=== EXTRAIT ===

2 En français dans le texte. [NdT] 
 

 Pourquoi la Belgique ?
 

   Moi, je suis resté en Belgique parce que je ne voulais pas rentrer. Le sort de la Pologne était déjà connu. Je ne voulais pas rentrer dans une Pologne communiste. Mes parents sont rentrés parce que mon père déclara qu’il voulait mourir et être enterré dans son pays. « Communistes ou pas, je rentre en Pologne », dit-il. Quant à mon frère qui était avec moi dans le 24e Régiment des Uhlans, il rencontra sa deuxième femme et retourna, lui aussi, en Pologne. La première épouse de mon frère était morte en 1939 avant le début de la guerre et il était devenu veuf. Il se maria une deuxième fois avec femme qui arriva de Pologne chez nous en train blindé de la Croix-Rouge, lorsque nous étions sous l’occupation en Allemagne. La seconde femme de mon frère le persuada de rentrer au pays. Mais le reste de mes frères et sœurs restèrent ici, en l’occurrence mon frère aîné et ma sœur, devenue veuve de guerre puisque son mari avait perdu la vie en 1940 dans la Bataille de France. C’était une question de choix politique.

=== LIGNES DE DONNÉES ===

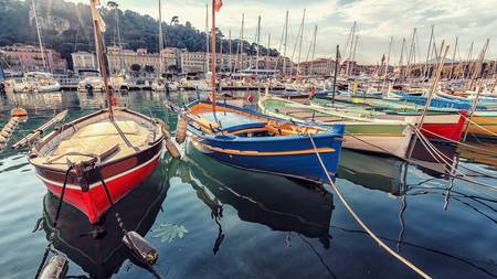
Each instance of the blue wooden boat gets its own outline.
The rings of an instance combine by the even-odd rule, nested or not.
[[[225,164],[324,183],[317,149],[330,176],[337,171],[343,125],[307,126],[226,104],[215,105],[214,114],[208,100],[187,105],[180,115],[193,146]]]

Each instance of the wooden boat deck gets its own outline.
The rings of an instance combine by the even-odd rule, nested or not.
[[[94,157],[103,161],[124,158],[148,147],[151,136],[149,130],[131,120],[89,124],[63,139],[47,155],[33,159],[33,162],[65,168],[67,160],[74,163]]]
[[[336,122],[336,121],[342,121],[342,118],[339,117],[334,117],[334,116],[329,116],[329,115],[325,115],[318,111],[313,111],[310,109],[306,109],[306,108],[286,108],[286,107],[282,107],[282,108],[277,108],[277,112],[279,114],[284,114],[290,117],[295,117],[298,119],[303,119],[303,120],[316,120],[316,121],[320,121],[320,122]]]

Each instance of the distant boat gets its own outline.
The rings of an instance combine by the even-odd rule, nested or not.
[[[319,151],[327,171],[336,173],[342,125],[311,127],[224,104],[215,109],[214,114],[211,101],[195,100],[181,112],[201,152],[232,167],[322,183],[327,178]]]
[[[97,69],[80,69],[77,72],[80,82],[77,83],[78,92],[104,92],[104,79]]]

===

**EXERCICE PROPOSÉ 1**. Dans l'extrait sur le choix de la Belgique, quelle raison le père donne-t-il pour rentrer en Pologne ?
**EXERCICE PROPOSÉ 2**. Prolongez l'extrait sur le choix de la Belgique en reprenant juste après sa dernière phrase.
Le matériel n'a aucun rôle à jouer ici.

**RÉPONSE FINALE 1**. Il voulait mourir et être enterré dans son pays.

**RÉPONSE FINALE 2**.
 Après la guerre
 

   Je finis mes études à l’Université d’Anvers. Je fis trois années d’études de commerce en deux ans. La deuxième année avant les fêtes et la troisième après les fêtes, après les vacances. À cette époque, il n’y avait pas de problème pour trouver un emploi, ce n’était pas comme aujourd’hui. Les employeurs nous couraient après pour nous engager. Nous sortions d’un Haute École de Commerce avec un diplôme de licencié et ils se jetaient directement sur nous pour aller travailler dans des entreprises. Nous connaissions plusieurs langues. Le français est revenu puisqu’en Belgique j’étudiai en français. L’anglais était ma deuxième langue. Je connaissais l’allemand parce que je l’avais appris à l’école et puis, en tant qu’officier de renseignement, je m’occupais justement des affaires allemandes, comme l’armement allemand, la valeur des armes, etc. Je n’eus aucun problème à trouver un emploi. Je fus engagé dans une société anglo-belgo-suédoise dans laquelle je fis assez rapidement carrière. Je commençai comme employé, puis je fus promu à la tête d’un département, et enfin je devins directeur. La direction de cette société était en Angleterre et en Suède. Plus tard, il y eut une fusion avec l’Agence Maritime belge. Là, je devins directeur en chef et administrateur. J’y travaillai jusqu’à ma retraite. Je déposai les armes – si je puis dire – à l’âge soixante-cinq ans. Jusqu’à l’âge de septante ans, je remplis encore la fonction de juge au tribunal du commerce.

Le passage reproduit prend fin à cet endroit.